**Jobs**:
1 - Do these statements agree with the abstract on grant proposal scoring? Answer yes or no for each, and quote the deciding words of the abstract. (a) The evaluation of European Union research grant proposals consists of two consecutive steps. (b) In 2020, textual comments were replaced by numerical scores in the individual expert assessment. (c) The study compared comments on ITN proposals submitted in 2018 and 2019.
2 - Can you duplicate, word for word, the part of the abstract on grant proposal scoring that opens with the words containing "The evaluation of" and closes with "and evaluation outcome."?

Abstract

Comparison of Evaluations of Grant Proposals With and Without Numerical Scoring Submitted to Marie Skłodowska-Curie Actions’ Innovative Training Networks

Ivan Buljan,1 David G. Pina,2 Antonia Mijatović,1 Ana Marušić1

Objective

The evaluation of European Union research grant proposals consists of 2 consecutive steps: (1) individual expert assessment and (2) consensus evaluation made by multiple reviewers. The result is an evaluation summary report, and previous studies have established this approach as a stable procedure in the assessment of research grants.1,2 In 2020, numerical scores were replaced by textual comments in the individual expert assessment. The objective was to compare the linguistic characteristics of the comments for Excellence, Impact and Implementation criteria in evaluation reports of Marie Skłodowska-Curie Actions’ Innovative Training Networks (ITN) proposals submitted in 2019 and 2020 to assess whether the removal of numerical scoring affected the structure of individuals evaluation report textual comments and evaluation outcome.

**Data rows**:
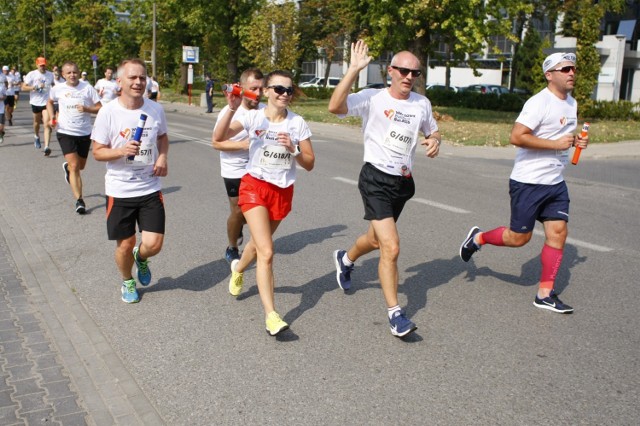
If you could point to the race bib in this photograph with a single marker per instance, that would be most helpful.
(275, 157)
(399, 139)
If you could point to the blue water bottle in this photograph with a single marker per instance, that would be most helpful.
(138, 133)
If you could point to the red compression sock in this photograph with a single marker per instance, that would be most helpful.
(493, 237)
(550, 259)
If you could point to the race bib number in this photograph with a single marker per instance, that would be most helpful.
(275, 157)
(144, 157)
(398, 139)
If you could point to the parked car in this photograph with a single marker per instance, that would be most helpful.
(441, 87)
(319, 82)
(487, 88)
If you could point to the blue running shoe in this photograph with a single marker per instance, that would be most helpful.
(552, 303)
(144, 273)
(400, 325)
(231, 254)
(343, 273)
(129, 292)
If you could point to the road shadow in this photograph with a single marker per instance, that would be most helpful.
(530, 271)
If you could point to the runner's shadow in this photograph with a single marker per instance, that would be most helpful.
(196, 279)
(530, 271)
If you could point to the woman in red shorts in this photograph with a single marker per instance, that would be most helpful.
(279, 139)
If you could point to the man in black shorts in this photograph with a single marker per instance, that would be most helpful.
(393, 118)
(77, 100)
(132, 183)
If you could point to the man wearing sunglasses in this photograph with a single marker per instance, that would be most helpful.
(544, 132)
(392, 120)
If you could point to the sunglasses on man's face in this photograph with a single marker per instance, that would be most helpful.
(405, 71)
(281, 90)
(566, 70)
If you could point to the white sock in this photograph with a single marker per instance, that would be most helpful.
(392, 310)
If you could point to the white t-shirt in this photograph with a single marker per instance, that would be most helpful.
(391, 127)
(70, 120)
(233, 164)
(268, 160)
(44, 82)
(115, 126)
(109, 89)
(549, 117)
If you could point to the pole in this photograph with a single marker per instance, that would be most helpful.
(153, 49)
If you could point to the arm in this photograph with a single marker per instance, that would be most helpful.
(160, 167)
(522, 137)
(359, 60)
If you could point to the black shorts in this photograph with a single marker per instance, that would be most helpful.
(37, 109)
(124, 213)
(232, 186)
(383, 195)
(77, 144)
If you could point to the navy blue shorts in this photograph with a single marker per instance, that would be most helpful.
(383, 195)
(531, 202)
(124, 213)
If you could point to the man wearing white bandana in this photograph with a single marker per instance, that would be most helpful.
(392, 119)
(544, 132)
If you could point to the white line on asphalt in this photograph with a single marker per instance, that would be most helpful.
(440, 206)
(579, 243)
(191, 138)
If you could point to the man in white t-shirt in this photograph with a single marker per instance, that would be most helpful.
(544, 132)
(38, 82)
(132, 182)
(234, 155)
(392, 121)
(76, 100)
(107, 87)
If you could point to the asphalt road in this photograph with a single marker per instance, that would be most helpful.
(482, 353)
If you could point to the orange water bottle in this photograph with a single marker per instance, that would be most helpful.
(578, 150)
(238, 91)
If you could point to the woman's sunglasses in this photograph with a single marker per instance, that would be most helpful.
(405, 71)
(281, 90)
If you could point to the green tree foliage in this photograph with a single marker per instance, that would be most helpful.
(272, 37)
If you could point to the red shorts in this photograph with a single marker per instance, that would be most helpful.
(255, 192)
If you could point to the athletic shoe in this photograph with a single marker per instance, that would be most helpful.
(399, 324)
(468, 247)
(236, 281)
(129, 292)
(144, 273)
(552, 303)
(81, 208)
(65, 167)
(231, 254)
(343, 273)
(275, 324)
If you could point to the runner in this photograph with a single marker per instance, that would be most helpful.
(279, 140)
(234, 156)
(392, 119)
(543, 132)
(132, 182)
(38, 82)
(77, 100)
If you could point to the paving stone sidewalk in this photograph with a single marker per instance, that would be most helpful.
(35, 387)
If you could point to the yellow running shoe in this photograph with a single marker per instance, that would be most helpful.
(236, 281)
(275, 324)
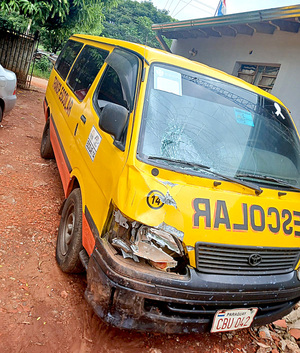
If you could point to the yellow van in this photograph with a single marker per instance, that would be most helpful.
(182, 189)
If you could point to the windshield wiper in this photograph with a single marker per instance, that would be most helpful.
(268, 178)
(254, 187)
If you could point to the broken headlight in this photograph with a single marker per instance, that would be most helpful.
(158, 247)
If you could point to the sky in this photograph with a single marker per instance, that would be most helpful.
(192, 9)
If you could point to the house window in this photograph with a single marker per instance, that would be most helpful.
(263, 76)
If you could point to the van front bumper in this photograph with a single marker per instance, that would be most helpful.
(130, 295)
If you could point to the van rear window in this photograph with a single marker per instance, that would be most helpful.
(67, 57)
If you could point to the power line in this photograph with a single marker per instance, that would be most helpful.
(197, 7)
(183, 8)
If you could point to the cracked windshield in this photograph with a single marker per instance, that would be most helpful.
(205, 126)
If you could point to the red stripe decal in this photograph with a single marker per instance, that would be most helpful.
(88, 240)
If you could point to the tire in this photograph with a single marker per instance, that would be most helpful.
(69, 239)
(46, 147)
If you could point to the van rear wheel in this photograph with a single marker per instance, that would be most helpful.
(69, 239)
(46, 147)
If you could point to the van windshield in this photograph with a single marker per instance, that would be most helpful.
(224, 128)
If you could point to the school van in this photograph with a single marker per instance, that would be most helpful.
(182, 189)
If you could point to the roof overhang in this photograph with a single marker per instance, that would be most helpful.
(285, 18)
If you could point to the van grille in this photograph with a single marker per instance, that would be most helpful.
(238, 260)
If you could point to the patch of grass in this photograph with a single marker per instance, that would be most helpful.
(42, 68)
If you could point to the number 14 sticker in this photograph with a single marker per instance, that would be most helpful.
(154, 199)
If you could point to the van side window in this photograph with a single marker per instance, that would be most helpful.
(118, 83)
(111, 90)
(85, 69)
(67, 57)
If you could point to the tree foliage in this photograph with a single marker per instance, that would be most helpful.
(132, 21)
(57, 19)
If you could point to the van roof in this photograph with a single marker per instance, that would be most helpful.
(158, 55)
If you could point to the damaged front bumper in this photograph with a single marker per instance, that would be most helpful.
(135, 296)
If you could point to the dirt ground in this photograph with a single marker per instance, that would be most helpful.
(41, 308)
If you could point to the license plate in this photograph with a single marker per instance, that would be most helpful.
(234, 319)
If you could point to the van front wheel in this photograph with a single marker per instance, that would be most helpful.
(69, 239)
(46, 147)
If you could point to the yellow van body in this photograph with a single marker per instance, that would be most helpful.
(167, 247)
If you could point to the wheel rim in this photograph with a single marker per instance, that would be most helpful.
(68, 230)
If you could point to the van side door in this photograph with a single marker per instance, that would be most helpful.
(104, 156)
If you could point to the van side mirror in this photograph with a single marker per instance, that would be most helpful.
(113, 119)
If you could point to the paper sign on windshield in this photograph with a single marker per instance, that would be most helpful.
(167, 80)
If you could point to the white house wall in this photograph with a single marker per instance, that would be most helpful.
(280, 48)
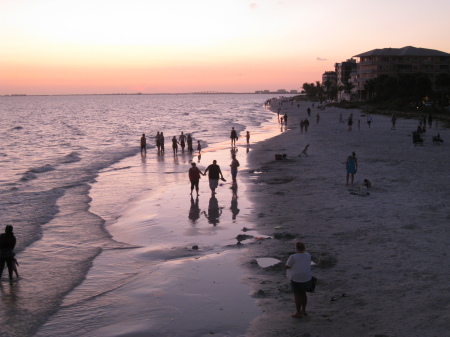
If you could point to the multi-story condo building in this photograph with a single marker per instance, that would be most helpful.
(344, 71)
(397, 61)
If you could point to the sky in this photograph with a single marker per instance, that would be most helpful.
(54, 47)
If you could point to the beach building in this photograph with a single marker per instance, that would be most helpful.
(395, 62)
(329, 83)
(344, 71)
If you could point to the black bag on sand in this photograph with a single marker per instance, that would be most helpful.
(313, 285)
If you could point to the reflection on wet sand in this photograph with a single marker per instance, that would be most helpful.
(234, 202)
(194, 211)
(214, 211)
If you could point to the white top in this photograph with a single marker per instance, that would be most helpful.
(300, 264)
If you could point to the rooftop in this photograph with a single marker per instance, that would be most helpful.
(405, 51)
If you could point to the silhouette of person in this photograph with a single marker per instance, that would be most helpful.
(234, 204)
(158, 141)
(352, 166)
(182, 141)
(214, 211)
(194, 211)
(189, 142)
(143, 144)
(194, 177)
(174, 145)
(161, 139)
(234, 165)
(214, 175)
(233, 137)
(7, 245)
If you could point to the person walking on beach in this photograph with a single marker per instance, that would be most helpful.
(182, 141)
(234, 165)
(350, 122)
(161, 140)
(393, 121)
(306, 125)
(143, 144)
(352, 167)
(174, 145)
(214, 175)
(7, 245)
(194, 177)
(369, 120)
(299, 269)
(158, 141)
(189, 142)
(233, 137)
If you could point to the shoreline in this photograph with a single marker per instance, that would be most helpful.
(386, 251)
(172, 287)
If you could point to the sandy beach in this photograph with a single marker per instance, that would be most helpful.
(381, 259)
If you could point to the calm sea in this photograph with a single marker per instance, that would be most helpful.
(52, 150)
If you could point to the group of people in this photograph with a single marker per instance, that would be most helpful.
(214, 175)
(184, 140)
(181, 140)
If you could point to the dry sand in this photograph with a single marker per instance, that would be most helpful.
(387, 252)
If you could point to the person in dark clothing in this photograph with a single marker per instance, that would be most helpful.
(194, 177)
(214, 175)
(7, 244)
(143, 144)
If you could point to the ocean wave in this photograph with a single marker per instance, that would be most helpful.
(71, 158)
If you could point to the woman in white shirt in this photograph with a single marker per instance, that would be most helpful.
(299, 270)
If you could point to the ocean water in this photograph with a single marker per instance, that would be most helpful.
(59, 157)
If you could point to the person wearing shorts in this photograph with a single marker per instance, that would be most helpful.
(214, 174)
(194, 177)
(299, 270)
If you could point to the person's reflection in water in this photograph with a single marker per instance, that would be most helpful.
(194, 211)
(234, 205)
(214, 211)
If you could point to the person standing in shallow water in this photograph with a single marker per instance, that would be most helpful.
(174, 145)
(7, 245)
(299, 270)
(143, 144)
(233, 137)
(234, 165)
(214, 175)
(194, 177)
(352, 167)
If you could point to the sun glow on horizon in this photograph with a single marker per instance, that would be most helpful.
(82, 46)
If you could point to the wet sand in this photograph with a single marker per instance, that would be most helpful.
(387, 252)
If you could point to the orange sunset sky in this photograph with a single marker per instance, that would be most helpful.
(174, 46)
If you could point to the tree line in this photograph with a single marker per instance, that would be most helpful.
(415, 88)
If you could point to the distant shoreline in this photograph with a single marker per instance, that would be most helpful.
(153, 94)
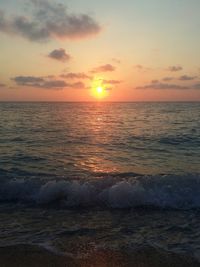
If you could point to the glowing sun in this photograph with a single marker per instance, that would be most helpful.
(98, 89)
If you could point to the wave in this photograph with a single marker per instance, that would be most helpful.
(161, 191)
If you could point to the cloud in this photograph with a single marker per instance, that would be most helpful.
* * *
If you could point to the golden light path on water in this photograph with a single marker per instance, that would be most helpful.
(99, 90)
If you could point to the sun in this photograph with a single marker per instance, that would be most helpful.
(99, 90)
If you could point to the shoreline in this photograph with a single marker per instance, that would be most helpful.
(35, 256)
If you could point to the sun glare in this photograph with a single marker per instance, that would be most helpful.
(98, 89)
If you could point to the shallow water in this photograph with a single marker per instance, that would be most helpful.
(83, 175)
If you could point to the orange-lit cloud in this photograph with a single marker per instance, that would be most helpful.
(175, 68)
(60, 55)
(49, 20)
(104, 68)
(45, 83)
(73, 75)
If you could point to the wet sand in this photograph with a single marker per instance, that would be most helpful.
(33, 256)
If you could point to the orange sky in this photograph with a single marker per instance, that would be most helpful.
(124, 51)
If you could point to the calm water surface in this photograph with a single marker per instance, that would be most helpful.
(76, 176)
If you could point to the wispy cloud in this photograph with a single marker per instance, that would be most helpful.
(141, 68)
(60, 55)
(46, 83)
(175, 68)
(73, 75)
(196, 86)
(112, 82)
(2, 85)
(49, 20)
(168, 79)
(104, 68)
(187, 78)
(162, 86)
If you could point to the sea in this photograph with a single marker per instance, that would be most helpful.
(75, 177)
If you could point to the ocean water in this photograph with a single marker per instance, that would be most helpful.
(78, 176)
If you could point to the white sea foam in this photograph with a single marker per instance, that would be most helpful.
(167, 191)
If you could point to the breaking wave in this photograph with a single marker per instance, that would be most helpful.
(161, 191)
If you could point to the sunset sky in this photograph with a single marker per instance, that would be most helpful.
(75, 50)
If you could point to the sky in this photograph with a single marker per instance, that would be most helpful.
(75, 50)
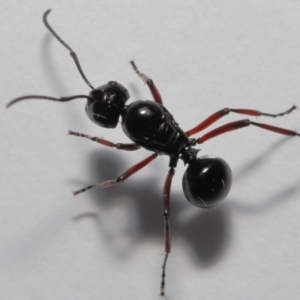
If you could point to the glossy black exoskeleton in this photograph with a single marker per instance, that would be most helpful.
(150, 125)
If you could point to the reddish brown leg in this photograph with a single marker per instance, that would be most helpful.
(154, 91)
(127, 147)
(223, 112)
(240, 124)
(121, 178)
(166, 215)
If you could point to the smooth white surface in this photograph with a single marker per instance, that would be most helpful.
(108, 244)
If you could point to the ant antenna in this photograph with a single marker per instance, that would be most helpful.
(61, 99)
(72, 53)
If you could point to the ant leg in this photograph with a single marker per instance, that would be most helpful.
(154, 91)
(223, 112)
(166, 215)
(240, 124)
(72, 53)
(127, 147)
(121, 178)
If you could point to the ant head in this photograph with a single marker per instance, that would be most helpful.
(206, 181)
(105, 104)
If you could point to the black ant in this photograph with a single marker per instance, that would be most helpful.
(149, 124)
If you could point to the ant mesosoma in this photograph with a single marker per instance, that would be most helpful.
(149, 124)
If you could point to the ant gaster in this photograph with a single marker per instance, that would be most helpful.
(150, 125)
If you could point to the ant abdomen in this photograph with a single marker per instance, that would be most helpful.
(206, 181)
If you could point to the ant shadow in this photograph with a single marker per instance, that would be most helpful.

**Solutions by task**:
1 -
(a) Yes: "The evaluation of European Union research grant proposals consists of 2 consecutive steps"
(b) No: "In 2020, numerical scores were replaced by textual comments in the individual expert assessment."
(c) No: "Innovative Training Networks (ITN) proposals submitted in 2019 and 2020"

2 -
The evaluation of European Union research grant proposals consists of 2 consecutive steps: (1) individual expert assessment and (2) consensus evaluation made by multiple reviewers. The result is an evaluation summary report, and previous studies have established this approach as a stable procedure in the assessment of research grants.1,2 In 2020, numerical scores were replaced by textual comments in the individual expert assessment. The objective was to compare the linguistic characteristics of the comments for Excellence, Impact and Implementation criteria in evaluation reports of Marie Skłodowska-Curie Actions’ Innovative Training Networks (ITN) proposals submitted in 2019 and 2020 to assess whether the removal of numerical scoring affected the structure of individuals evaluation report textual comments and evaluation outcome.